Identify the line in which "Isolate the microwave control" appears, then reproduce that line and all remaining lines of the records word for word.

Source data
··········

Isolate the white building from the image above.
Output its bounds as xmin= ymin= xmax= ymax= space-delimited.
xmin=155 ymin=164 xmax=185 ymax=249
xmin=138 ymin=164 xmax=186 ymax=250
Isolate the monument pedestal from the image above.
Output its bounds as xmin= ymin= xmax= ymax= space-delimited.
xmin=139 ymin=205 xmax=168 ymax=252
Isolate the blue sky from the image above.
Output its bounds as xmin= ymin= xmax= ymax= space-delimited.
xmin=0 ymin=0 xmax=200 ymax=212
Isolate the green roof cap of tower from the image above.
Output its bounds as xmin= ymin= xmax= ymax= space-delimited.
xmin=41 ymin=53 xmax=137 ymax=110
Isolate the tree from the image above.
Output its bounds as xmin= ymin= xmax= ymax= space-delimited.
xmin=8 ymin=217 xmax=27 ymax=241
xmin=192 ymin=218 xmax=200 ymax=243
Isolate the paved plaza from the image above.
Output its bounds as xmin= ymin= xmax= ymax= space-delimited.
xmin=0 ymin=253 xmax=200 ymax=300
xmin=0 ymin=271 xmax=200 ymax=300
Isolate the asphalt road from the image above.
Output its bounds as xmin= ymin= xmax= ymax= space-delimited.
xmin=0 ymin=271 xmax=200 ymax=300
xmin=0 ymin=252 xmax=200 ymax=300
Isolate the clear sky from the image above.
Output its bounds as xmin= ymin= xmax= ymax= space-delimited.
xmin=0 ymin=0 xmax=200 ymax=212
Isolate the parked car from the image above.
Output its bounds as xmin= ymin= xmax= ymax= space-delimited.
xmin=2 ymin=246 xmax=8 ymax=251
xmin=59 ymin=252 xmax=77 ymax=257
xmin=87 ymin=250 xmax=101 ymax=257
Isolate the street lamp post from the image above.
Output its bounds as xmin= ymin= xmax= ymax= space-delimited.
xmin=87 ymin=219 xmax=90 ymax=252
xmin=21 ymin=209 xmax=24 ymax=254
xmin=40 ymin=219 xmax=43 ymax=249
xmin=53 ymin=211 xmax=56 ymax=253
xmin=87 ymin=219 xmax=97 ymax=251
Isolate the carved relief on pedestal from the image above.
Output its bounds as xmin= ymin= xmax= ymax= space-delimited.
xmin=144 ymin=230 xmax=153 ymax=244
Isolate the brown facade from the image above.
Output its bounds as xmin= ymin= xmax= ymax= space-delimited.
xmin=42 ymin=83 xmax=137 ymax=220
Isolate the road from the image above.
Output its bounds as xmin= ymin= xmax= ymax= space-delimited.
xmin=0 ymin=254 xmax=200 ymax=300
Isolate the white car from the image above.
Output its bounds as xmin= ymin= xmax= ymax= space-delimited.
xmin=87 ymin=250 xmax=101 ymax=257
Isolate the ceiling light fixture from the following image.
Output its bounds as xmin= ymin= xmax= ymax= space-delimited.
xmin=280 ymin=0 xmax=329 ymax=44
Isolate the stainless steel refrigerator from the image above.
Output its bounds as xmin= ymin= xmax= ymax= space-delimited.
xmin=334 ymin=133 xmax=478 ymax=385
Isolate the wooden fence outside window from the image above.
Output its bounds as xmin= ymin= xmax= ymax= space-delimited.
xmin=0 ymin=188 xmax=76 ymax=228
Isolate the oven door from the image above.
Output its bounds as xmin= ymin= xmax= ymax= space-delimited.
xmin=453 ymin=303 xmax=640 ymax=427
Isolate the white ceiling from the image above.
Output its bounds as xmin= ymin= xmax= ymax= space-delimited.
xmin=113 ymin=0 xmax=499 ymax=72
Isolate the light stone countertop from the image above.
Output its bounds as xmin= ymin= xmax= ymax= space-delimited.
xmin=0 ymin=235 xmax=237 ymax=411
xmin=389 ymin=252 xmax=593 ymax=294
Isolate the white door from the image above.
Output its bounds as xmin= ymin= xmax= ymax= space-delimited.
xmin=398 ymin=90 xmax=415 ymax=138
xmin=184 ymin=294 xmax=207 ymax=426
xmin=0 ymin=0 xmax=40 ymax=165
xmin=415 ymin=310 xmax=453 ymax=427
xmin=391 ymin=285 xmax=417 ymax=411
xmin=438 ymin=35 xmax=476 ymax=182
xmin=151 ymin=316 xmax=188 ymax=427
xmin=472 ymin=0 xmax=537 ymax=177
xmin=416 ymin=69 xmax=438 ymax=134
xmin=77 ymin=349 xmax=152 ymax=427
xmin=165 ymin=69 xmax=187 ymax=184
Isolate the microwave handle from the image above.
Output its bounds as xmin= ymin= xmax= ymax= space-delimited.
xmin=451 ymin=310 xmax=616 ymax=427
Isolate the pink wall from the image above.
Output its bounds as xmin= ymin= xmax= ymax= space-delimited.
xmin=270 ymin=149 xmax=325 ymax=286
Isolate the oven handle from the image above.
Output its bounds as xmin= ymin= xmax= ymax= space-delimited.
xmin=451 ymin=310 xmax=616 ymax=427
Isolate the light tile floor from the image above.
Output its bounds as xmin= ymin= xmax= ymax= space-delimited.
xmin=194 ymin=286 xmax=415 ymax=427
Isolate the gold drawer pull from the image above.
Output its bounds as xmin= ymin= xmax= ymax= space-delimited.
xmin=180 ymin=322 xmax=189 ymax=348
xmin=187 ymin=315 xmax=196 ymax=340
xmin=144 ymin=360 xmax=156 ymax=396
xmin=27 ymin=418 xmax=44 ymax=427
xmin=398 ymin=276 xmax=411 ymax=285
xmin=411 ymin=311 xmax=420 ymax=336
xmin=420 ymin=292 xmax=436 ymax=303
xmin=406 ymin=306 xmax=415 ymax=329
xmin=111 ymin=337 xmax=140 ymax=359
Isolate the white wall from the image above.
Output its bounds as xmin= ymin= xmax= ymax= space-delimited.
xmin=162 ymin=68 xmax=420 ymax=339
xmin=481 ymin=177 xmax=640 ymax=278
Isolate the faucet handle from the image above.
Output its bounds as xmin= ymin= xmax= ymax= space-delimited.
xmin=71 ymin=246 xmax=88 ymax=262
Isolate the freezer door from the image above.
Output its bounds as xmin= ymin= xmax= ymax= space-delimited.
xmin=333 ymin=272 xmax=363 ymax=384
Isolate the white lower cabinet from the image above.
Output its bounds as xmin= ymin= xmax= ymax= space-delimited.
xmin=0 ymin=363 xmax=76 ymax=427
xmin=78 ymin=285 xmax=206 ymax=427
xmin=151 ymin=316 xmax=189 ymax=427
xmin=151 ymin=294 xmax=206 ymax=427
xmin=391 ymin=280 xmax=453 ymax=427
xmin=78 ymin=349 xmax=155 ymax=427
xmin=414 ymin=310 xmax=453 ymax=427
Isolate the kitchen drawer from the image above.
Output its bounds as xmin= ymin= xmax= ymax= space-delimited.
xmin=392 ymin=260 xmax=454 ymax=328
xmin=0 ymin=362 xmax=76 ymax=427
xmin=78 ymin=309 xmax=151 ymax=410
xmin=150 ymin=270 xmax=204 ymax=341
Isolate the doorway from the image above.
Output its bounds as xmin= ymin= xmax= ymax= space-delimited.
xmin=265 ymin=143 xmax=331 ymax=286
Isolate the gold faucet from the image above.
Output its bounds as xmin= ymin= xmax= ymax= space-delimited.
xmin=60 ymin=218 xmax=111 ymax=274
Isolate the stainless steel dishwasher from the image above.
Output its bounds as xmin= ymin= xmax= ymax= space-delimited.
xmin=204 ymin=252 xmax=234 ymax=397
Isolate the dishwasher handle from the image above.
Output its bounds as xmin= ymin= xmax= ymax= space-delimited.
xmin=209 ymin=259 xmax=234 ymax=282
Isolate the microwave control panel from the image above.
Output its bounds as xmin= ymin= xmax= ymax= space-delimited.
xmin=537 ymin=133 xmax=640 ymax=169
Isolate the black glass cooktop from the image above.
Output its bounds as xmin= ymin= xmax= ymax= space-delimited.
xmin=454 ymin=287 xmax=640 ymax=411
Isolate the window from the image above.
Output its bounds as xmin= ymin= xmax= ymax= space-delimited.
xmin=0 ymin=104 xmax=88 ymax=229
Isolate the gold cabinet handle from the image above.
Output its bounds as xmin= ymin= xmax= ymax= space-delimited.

··········

→ **Solution**
Isolate the microwave control panel from the image above.
Output its bounds as xmin= ymin= xmax= ymax= space-delimited.
xmin=537 ymin=133 xmax=640 ymax=169
Isolate the black glass cooktop from the image above.
Output its bounds as xmin= ymin= xmax= ymax= space-delimited.
xmin=454 ymin=287 xmax=640 ymax=411
Isolate the window from the image above.
Output its bounds as xmin= ymin= xmax= ymax= space-delimited.
xmin=0 ymin=104 xmax=88 ymax=229
Isolate the gold cabinet handle from the image above.
Output its bounds as xmin= ymin= xmax= ymax= space-delimited.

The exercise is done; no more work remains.